## EXCERPT
Here’s the problem :
Prove : If f(x) = f '(x) then f(x) = Ce[sup]x[/sup].
It seems pretty simple, but I’m not sure if I can do it properly. Perhaps because it looks so easy, and similar to things I’ve seen before, that I’m making it hard.
Bearing that idea out, my approach is something out of Diff. Eq., though I had the feeling it wasn’t rigorous enough; anyway I’m not doing it right since I can’t solve it, but I can’t think of another approach.
I should note that in this text, ln x is defined as Int(1,x): 1/u du
for positive x.
e[sup]x[/sup]is the inverse of ln x (after e is defined using ln e = 1).
Continuing, after substituting :
f(0)*Int(1,f(x)/f(0)): 1/u du = Int(0,x): dt.
f(0)*ln( f(x)/f(0) ) = x [ Now I’ve assumed that f(x)/f(0) > 0.]
I’m pretty much stuck there; if I didn’t have that f(0) outside I could exp() both sides and get the answer, but I can’t get rid of it. I can’t see how to get ln x or e[sup]x[/sup] involved in another way either.
I’m not sure why you think he needs to assume an existence and uniqueness theorem, ultrafilter. He’s just solving the given equation explicitly by integration.
panamajack: you may be interested to note that you’re only making one assumption, not two. If you’re assuming that f(x)!=0, then since f is differentiable (and hence continuous), f(x) is either always positive or always negative. In either case, f(x)/f(0) has to be positive.
There is a simple trick. If f’(x) - f(x) = 0, multiply both sides by
exp(-x) (that’s e to the power -x) to get f’(x)exp(-x) - f(x)exp(-x) = 0. This is, by elementary calculus, d/dx(f(x)exp(-x) = 0. Now it is elementary that the only function whose derivative is 0, is constant. So multiply f(x)exp(-x) by exp(x) since exp(-x)exp(x) = exp(x-x) = exp(0) = 1 so f(x) = c exp(x). This is the only argument I know that doesn’t require analyzing the possible division by 0. The multiplier used is called an integrating factor.
bugg - not quite rigourous enough for my usage, but that was the basic approach I was using.
The specific problem is that I can’t do the step in between these two :
=> dy/y = dx
=> ln(y) = x + c1
with my current definition of ln(x) (I don’t have indefinite integrals either). Though by “can’t” and “don’t” I really mean “don’t want to use”, but that might be the only way to continue with this approach.
I like Hari Seldon’s proof, as it has no odd assumotions and is as simple as it should be, even if it has a ‘tricky’ air to it.
Good point about my assumption(s), Orbifold.
FriendRob, are you sure? I need to divide by f(0) to get the lower bound to be 1, which means I need to multiply by f(0) to cancel that term in substitution. Unless I’m really missing something.
Thanks to all the rest[sup]*[/sup], too.
*In the second season this’ll get changed to “ultrafilter and Punoqllads”, so don’t worry.
In order to do this, you have to use the fact that d/dx(e[sup]x[/sup]) = e[sup]x[/sup]. This may or may not be okay, depending on what you have to work with.
Another way is to use the substitution f(x)=g(x)e[sup]x[/sup]. This makes it quite easy (can you assume the product rule? And that de[sup]x[/sup]/dx=e[sup]x[/sup])

Pointing dataset records

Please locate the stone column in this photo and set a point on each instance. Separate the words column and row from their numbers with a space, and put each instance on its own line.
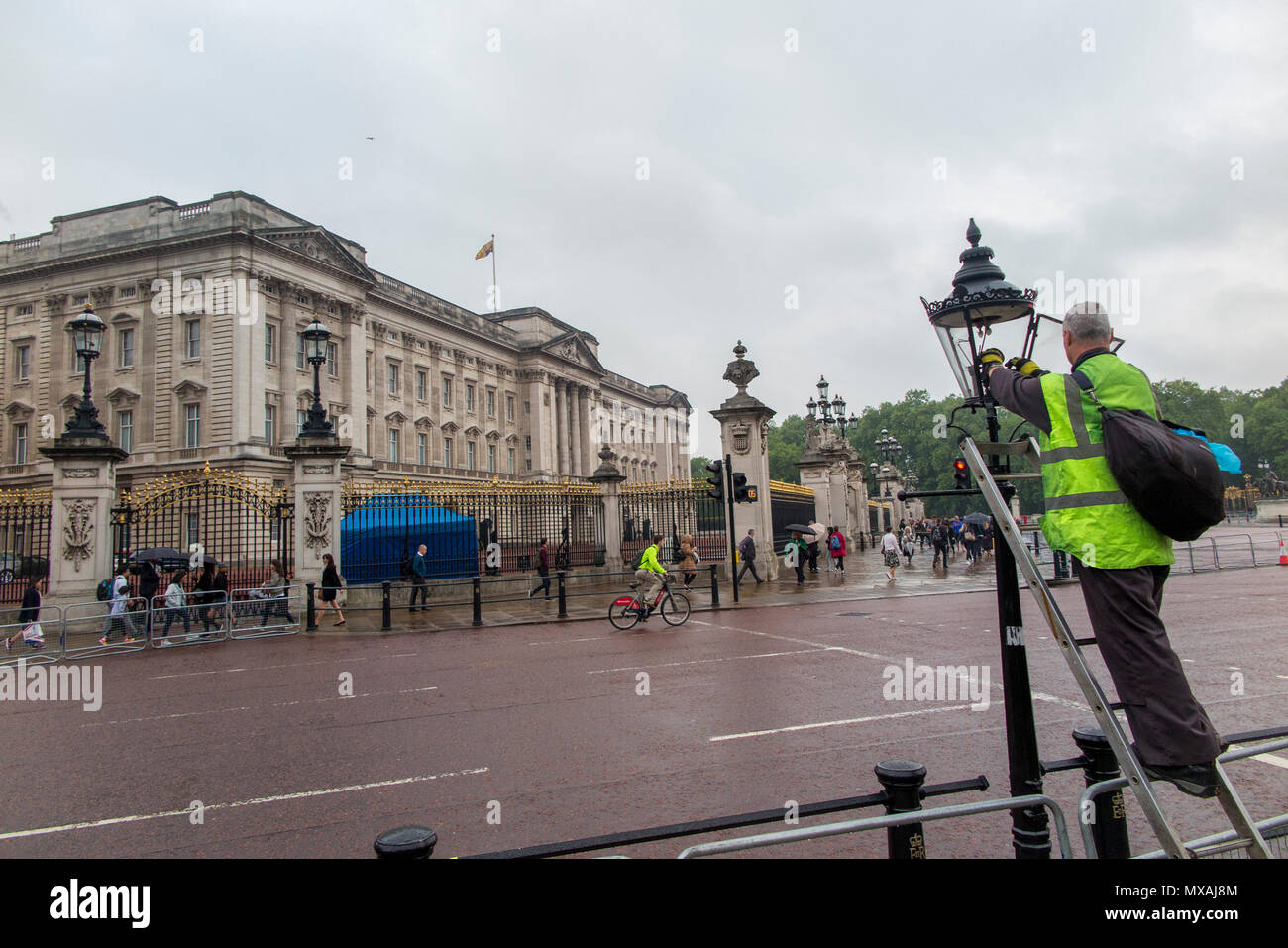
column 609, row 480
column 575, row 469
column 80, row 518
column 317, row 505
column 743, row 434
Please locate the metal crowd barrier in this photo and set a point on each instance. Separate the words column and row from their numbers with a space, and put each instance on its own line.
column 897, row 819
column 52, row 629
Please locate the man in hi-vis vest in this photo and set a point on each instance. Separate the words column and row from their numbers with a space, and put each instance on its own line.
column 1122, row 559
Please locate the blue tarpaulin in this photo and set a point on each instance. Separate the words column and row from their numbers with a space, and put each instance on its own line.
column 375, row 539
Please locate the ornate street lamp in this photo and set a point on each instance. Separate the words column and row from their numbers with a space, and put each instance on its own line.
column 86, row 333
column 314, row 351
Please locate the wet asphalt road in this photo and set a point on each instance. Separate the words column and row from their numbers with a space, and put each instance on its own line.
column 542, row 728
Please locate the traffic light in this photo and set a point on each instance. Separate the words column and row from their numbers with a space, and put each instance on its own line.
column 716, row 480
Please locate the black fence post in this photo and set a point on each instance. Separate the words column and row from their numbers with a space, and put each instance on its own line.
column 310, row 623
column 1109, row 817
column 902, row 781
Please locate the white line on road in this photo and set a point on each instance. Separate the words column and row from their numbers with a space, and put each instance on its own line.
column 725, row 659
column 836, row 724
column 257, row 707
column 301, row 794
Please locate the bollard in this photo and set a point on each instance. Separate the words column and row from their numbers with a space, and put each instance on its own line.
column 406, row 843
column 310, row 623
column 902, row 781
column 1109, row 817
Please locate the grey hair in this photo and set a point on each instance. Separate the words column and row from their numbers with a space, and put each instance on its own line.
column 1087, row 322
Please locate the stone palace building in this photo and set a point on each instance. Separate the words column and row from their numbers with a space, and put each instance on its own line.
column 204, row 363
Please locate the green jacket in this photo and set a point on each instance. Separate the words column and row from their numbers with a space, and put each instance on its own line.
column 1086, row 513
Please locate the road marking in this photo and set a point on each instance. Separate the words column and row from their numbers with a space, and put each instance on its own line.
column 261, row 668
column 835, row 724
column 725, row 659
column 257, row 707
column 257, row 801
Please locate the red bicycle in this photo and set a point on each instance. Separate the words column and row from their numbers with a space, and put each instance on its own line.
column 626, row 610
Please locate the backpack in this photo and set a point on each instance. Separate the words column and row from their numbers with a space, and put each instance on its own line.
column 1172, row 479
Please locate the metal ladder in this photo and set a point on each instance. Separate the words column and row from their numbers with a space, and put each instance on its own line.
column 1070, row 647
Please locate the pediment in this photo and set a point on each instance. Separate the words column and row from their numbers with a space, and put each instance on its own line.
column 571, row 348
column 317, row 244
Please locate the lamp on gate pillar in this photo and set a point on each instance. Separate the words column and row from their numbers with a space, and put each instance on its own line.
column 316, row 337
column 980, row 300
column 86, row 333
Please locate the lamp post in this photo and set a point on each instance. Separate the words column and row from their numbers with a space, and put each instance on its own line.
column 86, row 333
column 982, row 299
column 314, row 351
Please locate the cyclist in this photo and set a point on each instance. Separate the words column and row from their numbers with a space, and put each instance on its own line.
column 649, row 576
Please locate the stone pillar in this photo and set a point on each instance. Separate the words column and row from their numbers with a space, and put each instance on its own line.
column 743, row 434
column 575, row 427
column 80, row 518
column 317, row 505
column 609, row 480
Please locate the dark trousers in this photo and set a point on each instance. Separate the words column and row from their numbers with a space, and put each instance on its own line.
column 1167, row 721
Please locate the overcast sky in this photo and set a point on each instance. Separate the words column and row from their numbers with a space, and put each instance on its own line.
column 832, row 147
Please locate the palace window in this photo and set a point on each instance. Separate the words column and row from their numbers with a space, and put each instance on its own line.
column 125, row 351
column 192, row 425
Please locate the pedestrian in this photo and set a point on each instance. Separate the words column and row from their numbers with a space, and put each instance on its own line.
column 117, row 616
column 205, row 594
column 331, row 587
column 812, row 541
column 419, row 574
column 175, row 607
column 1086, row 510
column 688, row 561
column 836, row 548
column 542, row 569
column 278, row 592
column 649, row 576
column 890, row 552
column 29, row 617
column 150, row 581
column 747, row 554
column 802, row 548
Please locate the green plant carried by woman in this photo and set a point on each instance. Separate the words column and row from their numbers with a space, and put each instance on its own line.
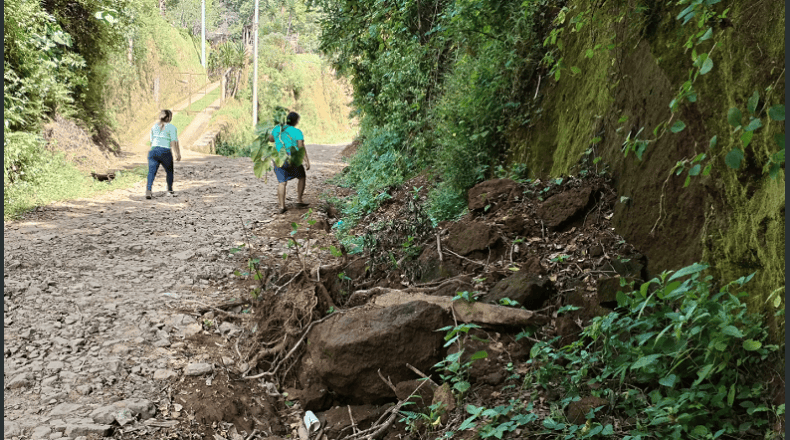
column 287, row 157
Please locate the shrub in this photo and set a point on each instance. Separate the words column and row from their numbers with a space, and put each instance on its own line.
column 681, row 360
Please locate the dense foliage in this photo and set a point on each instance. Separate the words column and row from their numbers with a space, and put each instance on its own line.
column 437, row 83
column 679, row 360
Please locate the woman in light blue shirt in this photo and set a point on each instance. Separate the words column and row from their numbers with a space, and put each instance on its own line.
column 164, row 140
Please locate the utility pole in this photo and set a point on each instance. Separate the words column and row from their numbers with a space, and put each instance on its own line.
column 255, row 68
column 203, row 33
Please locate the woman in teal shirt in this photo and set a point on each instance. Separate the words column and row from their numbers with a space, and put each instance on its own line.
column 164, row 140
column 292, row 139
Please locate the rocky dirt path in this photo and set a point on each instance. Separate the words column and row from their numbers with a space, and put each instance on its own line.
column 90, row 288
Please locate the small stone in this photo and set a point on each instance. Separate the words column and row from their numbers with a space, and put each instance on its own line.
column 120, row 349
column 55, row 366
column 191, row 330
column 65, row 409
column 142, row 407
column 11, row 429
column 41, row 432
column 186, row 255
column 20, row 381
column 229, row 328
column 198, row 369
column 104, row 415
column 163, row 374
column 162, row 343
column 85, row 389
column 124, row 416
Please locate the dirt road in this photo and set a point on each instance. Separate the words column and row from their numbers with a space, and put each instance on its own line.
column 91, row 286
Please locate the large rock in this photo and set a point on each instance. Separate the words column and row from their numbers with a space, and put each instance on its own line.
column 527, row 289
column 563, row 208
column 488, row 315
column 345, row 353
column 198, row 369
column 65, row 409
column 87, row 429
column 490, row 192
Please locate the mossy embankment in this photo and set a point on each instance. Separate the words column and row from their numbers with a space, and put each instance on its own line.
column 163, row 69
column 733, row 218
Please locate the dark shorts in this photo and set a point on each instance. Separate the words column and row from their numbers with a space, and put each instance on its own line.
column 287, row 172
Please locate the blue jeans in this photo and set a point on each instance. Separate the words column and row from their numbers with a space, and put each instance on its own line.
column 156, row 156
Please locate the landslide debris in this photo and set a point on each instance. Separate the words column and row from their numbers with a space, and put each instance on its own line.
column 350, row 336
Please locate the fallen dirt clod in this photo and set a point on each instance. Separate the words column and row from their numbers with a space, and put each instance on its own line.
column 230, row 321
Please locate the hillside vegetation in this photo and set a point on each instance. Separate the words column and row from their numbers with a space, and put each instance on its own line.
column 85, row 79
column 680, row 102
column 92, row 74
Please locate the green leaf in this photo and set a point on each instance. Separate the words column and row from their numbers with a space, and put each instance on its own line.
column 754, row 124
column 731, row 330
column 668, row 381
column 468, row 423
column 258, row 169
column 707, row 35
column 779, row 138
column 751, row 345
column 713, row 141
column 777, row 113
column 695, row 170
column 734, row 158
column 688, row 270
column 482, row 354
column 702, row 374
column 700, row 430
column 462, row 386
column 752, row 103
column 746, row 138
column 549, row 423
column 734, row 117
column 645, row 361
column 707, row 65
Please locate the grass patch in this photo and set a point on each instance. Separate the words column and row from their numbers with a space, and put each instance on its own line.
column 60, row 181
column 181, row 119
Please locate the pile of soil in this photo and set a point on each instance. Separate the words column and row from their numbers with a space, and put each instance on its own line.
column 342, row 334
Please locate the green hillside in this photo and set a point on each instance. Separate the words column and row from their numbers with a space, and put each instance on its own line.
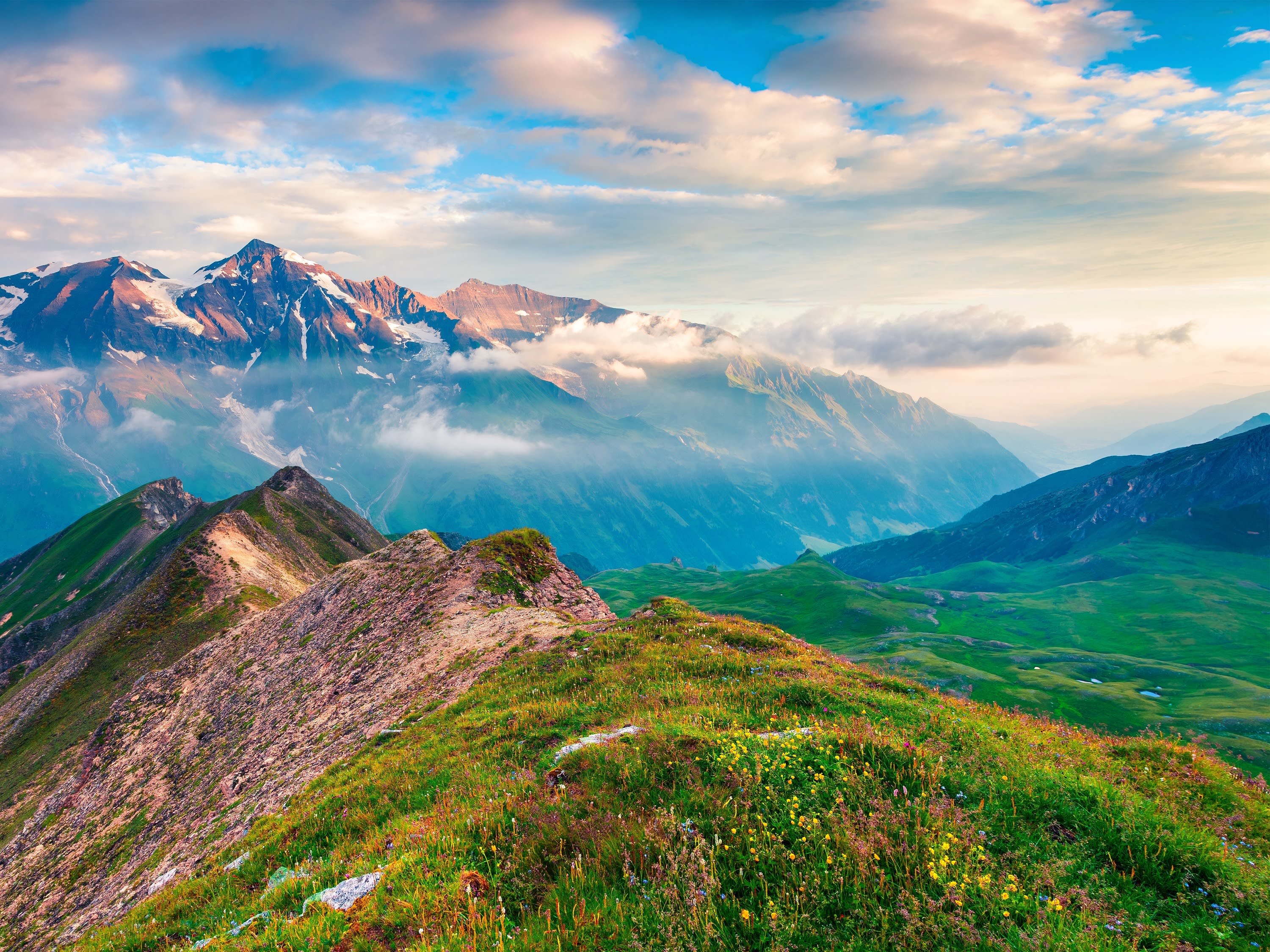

## TO DO
In the forum thread, give the passage starting at "Good point about" and ending at "the rest[sup]*[/sup], too." again, updated so that "FriendRob" becomes "Orbifold".

## OUTPUT FOR THIS EXERCISE
Good point about my assumption(s), Orbifold.
Orbifold, are you sure? I need to divide by f(0) to get the lower bound to be 1, which means I need to multiply by f(0) to cancel that term in substitution. Unless I’m really missing something.
Thanks to all the rest[sup]*[/sup], too.